§ **DOCUMENT TEXT**
## BEGIN

# Fresh from the Skunk Works - Above Top Secret - the TSV808 Vemuram



## Fingolfen (Jul 13, 2022)

Ryan has completely outdone himself this time. I just finished up his "Above Top Secret" project - an amazing clone of the always expensive, but now ridiculously expensive Ibanez TSV808 Vemuram.





As is typical for most Tone Geek builds, he includes a BOM of recommended components to as closely as possible replicate the original. I went with his BOM which includes a variety of high end resistors (including a couple of 1/2W resistors), mica capacitors, axial film capacitors, and solid polymer capacitors rather than traditional electrolytic capacitors. The only modification from the original circuit I went with is the recommended change of the reverse polarity protection diode - using a 1N5817 rather than a 1N4148. This gives the pedal a bit more headroom. The only issue I encountered is there is a misprint on the silkscreen on the first run of PCBs (though the BOM and instructions are correct) - the silkscreen calls out a JRC4558D op amp when it should be an OPA2134PA.

## END

§ **DATA ENTRIES**
## BEGIN

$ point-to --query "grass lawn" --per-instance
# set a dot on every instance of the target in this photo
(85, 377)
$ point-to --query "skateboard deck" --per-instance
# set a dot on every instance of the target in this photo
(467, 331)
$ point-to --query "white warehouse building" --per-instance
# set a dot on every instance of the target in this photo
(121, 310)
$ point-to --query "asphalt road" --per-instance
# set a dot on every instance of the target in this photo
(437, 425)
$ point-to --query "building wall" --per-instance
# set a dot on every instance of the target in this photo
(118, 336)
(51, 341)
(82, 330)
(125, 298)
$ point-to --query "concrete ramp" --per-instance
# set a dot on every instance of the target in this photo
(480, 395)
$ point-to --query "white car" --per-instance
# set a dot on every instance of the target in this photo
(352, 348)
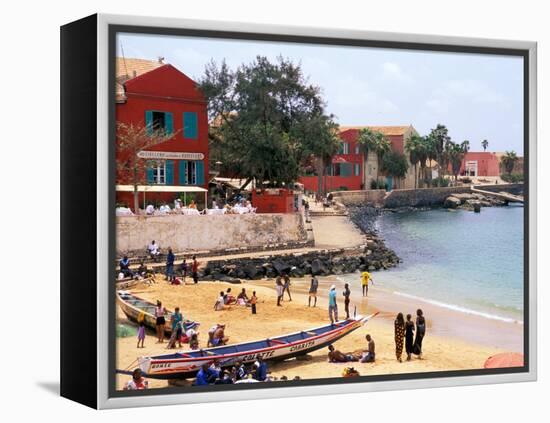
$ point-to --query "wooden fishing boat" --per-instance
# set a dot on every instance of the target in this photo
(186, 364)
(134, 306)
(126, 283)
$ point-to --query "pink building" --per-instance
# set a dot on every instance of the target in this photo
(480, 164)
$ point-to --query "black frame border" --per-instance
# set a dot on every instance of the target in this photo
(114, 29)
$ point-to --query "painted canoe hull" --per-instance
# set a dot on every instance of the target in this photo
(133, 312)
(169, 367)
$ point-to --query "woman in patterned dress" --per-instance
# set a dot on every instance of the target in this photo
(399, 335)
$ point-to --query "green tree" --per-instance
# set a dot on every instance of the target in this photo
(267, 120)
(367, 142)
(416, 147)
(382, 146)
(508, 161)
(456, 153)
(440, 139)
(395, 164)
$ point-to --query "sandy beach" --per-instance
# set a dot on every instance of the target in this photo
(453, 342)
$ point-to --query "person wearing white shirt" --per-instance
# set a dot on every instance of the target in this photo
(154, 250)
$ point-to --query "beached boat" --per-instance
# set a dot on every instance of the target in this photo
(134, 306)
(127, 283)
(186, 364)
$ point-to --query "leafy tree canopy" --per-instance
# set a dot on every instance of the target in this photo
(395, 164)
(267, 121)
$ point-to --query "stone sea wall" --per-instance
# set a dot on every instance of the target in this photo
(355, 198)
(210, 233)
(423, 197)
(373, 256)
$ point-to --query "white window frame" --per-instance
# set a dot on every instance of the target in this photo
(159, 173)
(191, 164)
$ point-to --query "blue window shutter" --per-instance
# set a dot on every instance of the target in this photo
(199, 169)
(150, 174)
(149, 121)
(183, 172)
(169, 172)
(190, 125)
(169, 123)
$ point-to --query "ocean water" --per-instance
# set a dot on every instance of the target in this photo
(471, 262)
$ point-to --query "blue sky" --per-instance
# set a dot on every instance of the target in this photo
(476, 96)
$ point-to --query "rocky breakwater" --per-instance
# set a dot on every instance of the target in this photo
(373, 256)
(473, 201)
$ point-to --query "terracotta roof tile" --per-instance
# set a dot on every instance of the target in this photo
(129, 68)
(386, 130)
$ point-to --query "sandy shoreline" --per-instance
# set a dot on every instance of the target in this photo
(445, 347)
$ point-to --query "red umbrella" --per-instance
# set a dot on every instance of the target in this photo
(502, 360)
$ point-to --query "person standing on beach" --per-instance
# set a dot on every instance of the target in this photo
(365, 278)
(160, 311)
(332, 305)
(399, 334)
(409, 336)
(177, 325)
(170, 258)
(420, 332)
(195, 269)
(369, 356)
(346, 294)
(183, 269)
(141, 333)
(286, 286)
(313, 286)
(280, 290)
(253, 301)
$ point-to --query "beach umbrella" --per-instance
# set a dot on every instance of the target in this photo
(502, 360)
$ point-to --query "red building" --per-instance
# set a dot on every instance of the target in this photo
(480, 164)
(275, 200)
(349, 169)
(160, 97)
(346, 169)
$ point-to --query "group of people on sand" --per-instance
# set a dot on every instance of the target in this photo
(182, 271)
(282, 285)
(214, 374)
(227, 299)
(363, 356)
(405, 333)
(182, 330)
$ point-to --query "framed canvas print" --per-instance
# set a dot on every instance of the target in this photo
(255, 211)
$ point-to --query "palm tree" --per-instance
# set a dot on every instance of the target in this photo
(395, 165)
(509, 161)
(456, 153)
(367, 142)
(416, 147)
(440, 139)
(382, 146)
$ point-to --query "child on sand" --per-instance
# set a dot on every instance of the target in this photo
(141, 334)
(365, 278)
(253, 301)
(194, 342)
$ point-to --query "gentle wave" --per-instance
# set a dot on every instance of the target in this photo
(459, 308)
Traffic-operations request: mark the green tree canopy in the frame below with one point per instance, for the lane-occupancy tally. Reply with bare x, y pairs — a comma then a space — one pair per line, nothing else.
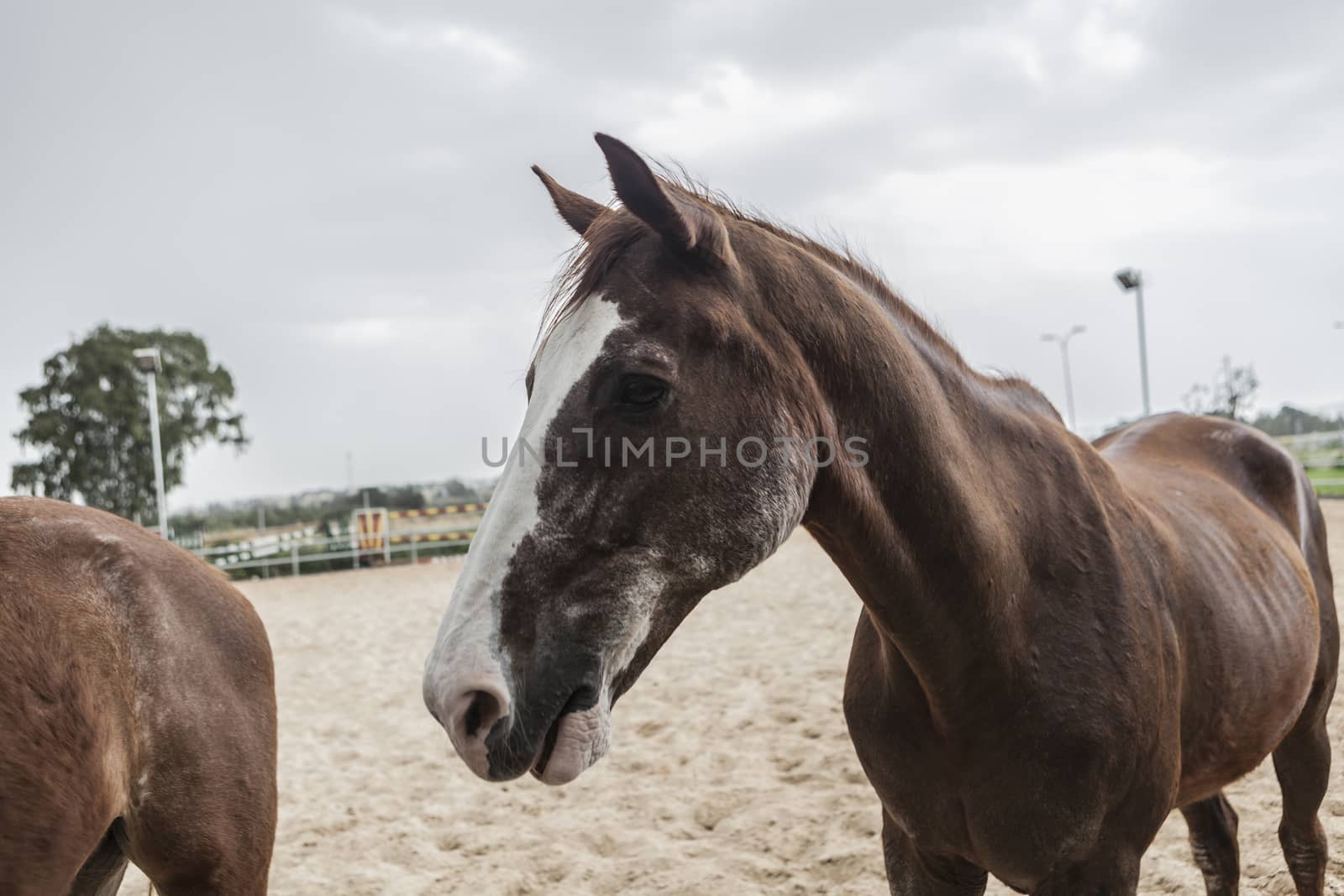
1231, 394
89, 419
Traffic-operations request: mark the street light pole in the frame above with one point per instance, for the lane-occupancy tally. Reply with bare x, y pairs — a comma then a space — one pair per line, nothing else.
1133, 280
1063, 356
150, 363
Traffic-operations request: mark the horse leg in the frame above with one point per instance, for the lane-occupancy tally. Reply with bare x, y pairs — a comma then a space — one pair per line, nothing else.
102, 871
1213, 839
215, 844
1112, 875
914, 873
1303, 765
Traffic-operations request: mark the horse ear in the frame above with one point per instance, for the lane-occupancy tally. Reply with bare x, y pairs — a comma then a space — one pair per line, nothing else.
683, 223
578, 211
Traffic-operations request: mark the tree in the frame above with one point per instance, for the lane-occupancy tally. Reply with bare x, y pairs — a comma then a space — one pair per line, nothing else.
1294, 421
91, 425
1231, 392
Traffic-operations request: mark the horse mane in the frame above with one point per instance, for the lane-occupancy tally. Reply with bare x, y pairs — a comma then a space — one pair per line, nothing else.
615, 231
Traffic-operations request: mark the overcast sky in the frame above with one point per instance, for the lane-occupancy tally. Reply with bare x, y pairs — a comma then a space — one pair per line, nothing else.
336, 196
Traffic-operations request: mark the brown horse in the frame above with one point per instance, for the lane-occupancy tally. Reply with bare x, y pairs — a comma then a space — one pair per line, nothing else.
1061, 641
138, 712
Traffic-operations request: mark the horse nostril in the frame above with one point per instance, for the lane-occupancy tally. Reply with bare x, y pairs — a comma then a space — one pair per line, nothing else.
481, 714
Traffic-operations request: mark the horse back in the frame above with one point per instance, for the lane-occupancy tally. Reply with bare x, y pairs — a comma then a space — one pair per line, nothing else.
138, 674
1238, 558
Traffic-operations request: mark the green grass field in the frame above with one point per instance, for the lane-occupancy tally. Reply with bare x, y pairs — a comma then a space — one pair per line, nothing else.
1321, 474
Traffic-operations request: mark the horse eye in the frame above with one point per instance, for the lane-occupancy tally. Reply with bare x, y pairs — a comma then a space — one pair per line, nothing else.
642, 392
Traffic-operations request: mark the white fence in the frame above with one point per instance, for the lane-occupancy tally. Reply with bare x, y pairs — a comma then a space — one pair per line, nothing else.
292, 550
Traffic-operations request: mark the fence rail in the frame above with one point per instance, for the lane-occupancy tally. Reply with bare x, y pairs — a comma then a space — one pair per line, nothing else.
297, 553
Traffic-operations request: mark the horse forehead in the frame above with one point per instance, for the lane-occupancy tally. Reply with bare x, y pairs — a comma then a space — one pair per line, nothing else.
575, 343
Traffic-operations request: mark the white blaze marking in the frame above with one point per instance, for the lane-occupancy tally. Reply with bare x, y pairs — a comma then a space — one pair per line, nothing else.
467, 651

## END
## BEGIN

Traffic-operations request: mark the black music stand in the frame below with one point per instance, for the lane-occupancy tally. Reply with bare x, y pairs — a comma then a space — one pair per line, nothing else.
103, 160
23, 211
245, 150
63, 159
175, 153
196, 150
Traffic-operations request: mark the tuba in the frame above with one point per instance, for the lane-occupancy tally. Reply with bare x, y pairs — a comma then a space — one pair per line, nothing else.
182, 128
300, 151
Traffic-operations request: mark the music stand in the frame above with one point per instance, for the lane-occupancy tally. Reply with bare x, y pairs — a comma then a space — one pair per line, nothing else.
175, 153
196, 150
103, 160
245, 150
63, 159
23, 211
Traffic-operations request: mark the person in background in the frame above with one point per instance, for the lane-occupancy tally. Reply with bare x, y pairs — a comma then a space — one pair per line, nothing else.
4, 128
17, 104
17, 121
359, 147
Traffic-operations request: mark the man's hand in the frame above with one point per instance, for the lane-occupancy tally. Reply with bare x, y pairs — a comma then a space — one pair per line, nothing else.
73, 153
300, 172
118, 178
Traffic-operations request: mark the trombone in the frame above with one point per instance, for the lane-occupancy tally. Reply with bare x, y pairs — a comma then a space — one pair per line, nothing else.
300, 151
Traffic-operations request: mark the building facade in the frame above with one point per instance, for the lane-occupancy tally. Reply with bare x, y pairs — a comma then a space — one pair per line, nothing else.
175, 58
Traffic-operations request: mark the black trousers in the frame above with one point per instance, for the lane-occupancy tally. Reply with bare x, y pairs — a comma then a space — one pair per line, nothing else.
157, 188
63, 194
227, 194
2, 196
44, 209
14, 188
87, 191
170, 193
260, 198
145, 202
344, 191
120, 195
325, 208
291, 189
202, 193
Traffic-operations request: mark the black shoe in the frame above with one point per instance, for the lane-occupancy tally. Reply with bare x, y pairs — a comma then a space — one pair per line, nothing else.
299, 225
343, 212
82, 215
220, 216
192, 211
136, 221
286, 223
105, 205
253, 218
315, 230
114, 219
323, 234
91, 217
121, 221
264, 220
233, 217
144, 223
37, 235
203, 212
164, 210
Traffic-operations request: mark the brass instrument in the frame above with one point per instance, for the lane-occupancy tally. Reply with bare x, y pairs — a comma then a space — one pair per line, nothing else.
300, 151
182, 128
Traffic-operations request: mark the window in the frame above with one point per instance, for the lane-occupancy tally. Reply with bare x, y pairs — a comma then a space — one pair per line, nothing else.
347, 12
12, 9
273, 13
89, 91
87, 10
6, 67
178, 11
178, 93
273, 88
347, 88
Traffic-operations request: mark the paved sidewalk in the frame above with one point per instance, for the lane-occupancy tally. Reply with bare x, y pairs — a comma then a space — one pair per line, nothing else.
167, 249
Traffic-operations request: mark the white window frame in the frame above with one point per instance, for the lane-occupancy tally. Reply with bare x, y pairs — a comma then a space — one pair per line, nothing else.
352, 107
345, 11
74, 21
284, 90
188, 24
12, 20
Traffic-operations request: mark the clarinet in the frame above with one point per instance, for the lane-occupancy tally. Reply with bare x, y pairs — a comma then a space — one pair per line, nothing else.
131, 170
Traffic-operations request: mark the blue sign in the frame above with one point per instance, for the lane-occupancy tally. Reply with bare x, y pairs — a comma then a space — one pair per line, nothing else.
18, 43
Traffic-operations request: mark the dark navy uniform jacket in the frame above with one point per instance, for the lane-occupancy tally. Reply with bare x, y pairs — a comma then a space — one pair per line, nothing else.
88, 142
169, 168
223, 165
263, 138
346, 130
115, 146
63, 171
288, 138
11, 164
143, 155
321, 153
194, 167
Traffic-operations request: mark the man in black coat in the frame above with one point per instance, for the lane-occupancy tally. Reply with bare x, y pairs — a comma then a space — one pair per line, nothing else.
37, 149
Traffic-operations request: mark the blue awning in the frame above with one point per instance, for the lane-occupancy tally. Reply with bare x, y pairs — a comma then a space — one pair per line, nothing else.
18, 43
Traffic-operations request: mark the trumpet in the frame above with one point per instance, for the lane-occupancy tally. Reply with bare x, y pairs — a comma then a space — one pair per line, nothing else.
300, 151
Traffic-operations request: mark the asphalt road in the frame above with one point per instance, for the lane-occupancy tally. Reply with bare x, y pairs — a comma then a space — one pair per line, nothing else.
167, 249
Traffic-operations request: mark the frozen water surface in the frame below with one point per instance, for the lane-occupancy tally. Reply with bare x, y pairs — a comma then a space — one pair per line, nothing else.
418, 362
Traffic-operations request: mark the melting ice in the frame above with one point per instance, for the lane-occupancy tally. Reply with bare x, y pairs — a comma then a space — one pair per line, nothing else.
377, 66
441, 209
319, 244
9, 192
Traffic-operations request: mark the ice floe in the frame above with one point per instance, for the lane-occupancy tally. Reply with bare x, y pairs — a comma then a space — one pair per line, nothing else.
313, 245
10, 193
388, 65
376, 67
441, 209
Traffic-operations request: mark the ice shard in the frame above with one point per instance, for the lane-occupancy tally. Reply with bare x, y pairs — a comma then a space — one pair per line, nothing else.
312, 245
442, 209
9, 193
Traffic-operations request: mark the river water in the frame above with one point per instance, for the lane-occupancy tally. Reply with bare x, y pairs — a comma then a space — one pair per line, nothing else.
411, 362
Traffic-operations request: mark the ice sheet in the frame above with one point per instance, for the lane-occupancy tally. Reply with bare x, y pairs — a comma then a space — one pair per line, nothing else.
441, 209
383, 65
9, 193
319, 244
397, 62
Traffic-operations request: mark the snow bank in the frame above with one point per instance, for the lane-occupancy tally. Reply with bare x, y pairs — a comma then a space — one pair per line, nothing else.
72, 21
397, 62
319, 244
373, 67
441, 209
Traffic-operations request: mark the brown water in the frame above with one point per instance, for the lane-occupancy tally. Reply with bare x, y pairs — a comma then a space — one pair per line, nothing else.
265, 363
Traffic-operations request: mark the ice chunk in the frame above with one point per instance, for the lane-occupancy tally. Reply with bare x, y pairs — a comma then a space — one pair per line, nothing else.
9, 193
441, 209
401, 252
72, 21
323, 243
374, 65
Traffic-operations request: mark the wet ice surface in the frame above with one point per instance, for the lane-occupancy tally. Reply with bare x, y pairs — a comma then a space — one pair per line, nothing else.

## END
## BEGIN

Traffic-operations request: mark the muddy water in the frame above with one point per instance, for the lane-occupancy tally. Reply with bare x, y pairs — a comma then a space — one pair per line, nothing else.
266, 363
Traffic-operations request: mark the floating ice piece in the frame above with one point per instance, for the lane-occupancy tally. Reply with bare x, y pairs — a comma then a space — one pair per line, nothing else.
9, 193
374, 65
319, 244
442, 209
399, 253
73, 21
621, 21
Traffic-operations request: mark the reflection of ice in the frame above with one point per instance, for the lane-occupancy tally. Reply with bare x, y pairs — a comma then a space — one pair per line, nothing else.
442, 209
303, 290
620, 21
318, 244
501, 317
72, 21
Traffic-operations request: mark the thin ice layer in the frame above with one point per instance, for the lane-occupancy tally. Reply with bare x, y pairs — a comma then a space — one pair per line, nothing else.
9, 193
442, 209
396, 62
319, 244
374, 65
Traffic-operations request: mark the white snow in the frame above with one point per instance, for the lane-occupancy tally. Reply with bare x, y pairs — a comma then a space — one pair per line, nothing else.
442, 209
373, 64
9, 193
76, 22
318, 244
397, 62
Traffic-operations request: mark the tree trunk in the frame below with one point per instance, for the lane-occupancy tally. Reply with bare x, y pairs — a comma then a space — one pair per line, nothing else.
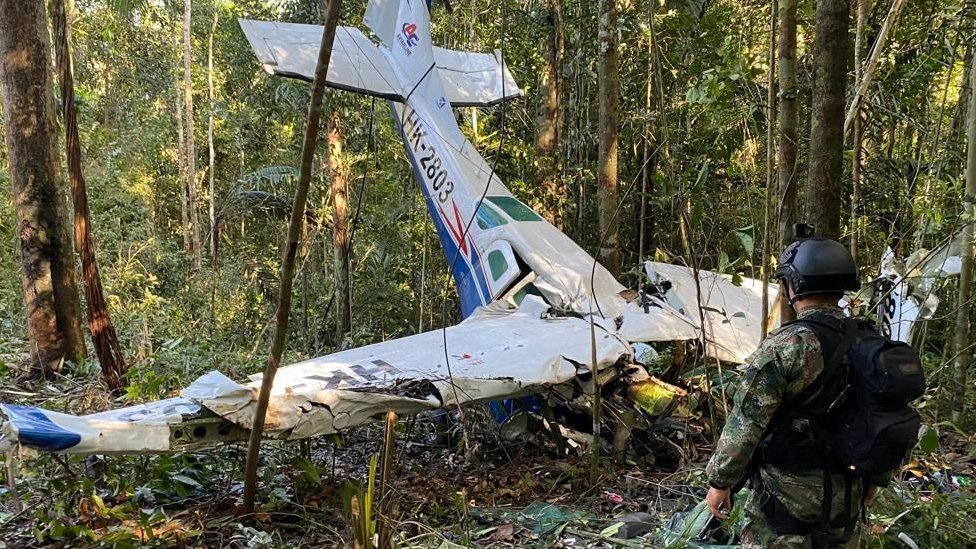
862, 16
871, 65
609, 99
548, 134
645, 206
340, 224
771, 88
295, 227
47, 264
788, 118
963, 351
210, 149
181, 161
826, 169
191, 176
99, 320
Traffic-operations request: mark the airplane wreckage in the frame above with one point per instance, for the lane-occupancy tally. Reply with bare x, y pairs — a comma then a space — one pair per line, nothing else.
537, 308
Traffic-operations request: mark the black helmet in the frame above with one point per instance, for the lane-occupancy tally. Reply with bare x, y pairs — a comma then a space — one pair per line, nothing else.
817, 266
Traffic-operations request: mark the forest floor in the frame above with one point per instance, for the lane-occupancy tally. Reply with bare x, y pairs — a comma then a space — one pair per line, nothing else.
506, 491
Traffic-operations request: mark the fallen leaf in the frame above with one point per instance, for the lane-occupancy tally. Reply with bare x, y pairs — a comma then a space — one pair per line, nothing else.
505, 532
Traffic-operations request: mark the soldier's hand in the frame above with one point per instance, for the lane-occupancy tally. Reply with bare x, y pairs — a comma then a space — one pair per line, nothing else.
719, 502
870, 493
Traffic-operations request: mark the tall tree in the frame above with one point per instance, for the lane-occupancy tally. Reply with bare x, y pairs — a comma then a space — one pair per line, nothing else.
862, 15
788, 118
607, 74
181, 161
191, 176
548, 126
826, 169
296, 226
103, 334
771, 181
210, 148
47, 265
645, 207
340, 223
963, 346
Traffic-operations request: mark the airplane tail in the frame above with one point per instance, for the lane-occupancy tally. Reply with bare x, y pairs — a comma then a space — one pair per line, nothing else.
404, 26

## END

§ **GIVEN REQUEST 1**
According to the forum post about the TSV808 Vemuram clone, which op amp should the misprinted silkscreen have called for?
§ **GIVEN REQUEST 2**
In the entries, swap "lane-occupancy tally" for "lane-occupancy count" in everything from the line containing "Traffic-operations request: mark the ice chunk" down to the line containing "Traffic-operations request: mark the wet", keeping all else unchanged. Return only those lines.

§ **FULL ANSWER 1**
An OPA2134PA.

§ **FULL ANSWER 2**
Traffic-operations request: mark the ice chunk in the frame above with one point per instance, for the lane-occupancy count. Reply with bare x, y pairs — a comma then a space — one pair per line, nothing else.
9, 193
441, 209
401, 252
72, 21
323, 243
374, 65
Traffic-operations request: mark the wet ice surface in the frame above with one point per instance, for the lane-occupancy count. Reply with bare x, y pairs — a comma then a space — one pair per line, nothing else.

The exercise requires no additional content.